Where a line in the listing below contains the word "Every", copy that line.

----

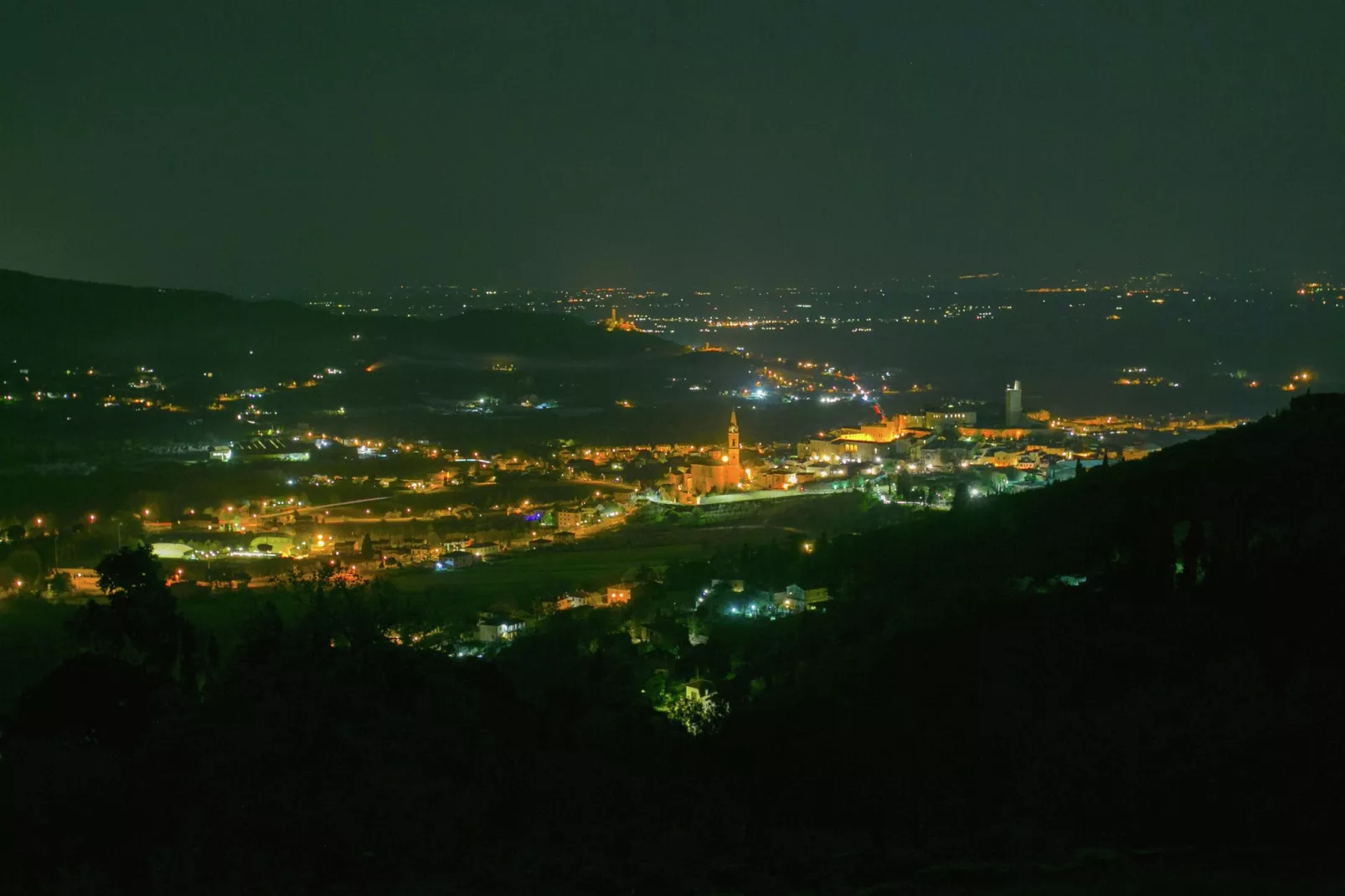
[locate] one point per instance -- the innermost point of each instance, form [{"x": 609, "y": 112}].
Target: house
[
  {"x": 457, "y": 560},
  {"x": 569, "y": 518},
  {"x": 699, "y": 689},
  {"x": 494, "y": 629},
  {"x": 790, "y": 600}
]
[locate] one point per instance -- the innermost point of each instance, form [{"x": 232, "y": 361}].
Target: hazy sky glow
[{"x": 244, "y": 146}]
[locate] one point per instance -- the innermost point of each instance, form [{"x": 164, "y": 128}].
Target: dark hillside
[{"x": 1143, "y": 660}]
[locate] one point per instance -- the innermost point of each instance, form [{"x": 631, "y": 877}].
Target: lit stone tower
[
  {"x": 1013, "y": 405},
  {"x": 734, "y": 439}
]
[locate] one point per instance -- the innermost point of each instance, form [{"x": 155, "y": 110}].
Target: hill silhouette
[
  {"x": 90, "y": 322},
  {"x": 1147, "y": 657}
]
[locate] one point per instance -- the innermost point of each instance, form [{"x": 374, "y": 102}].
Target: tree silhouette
[{"x": 139, "y": 622}]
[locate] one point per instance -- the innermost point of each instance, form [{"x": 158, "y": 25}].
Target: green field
[{"x": 33, "y": 634}]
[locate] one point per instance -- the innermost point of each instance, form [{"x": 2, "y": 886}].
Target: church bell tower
[{"x": 734, "y": 439}]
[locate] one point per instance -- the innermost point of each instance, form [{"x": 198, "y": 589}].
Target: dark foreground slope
[{"x": 961, "y": 720}]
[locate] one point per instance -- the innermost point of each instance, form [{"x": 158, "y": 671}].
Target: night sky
[{"x": 252, "y": 146}]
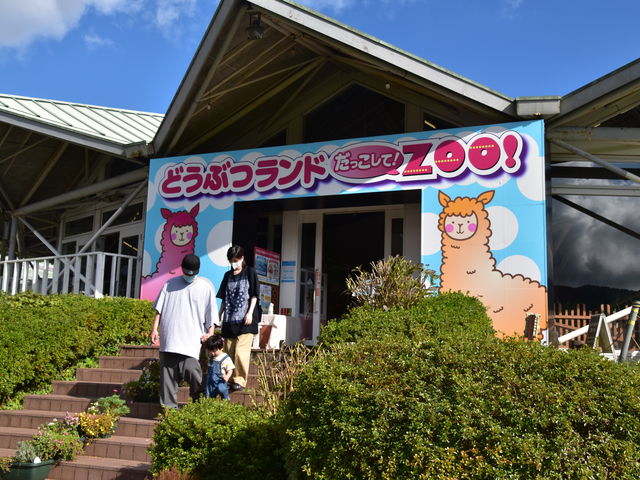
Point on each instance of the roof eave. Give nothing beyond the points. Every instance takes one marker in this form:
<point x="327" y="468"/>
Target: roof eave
<point x="210" y="52"/>
<point x="105" y="146"/>
<point x="189" y="88"/>
<point x="369" y="45"/>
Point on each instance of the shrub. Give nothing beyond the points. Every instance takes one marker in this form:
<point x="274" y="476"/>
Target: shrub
<point x="448" y="314"/>
<point x="147" y="387"/>
<point x="463" y="407"/>
<point x="392" y="282"/>
<point x="67" y="329"/>
<point x="217" y="439"/>
<point x="277" y="372"/>
<point x="56" y="441"/>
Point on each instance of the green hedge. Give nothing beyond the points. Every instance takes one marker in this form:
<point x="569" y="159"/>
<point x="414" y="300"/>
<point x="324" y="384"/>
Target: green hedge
<point x="217" y="439"/>
<point x="443" y="406"/>
<point x="41" y="335"/>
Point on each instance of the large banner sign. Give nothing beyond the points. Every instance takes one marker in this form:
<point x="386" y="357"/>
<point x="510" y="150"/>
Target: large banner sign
<point x="360" y="162"/>
<point x="483" y="212"/>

----

:: Written solution ::
Point on each instance of the roof eave. Give nothing beyond the points. Every instance takes one marker in this form:
Point on each instance of the shrub. Give nothing beyond the points. Every instance takes one marker in this form:
Point on each instance of the green hedge. Give nothing beyond the points. Every instance takes one marker in this form:
Point on each instance of the large banner sign. Give nothing beyond the points. Every instance takes one marker in this form:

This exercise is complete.